* [Exercise directions]
List every line of the records that contains the word "stone", matching its case exactly.

* [Stored data entries]
___
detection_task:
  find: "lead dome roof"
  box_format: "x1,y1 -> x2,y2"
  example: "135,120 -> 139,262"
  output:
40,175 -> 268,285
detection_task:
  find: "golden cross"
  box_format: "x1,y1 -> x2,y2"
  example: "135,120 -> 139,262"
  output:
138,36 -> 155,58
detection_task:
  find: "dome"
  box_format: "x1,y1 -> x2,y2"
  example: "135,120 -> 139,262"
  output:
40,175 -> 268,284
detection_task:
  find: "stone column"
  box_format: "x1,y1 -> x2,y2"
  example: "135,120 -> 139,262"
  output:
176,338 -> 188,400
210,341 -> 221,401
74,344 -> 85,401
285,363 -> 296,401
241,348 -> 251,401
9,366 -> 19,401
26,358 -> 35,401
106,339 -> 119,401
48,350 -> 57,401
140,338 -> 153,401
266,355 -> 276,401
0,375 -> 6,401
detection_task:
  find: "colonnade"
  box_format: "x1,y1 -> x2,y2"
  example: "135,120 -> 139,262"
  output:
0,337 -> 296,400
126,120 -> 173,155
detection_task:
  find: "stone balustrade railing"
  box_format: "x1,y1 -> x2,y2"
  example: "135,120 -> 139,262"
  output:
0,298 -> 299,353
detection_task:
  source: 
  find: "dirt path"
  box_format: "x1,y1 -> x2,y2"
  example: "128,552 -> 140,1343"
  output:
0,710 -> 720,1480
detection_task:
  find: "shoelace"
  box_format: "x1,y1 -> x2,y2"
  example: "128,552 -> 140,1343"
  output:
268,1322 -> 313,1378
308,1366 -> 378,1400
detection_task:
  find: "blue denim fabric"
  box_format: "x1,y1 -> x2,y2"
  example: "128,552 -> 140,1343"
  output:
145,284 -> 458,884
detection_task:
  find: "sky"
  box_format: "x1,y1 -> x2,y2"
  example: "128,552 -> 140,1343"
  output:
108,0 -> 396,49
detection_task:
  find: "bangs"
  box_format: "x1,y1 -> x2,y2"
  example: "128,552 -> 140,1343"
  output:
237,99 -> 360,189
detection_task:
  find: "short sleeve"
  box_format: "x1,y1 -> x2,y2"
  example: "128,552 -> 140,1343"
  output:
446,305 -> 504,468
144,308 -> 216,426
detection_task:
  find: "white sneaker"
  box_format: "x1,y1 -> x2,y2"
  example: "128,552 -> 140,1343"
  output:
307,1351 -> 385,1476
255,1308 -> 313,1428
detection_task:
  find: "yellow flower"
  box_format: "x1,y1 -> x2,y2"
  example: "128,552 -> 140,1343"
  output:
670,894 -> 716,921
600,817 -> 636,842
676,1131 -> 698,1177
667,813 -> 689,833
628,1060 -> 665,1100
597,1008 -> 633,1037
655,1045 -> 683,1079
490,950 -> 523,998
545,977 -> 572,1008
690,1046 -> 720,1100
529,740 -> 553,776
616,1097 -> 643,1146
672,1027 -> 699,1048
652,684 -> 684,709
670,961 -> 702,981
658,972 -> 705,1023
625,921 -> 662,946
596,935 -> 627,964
___
* [Output]
  find: "stone column"
  find: "stone balustrade railing"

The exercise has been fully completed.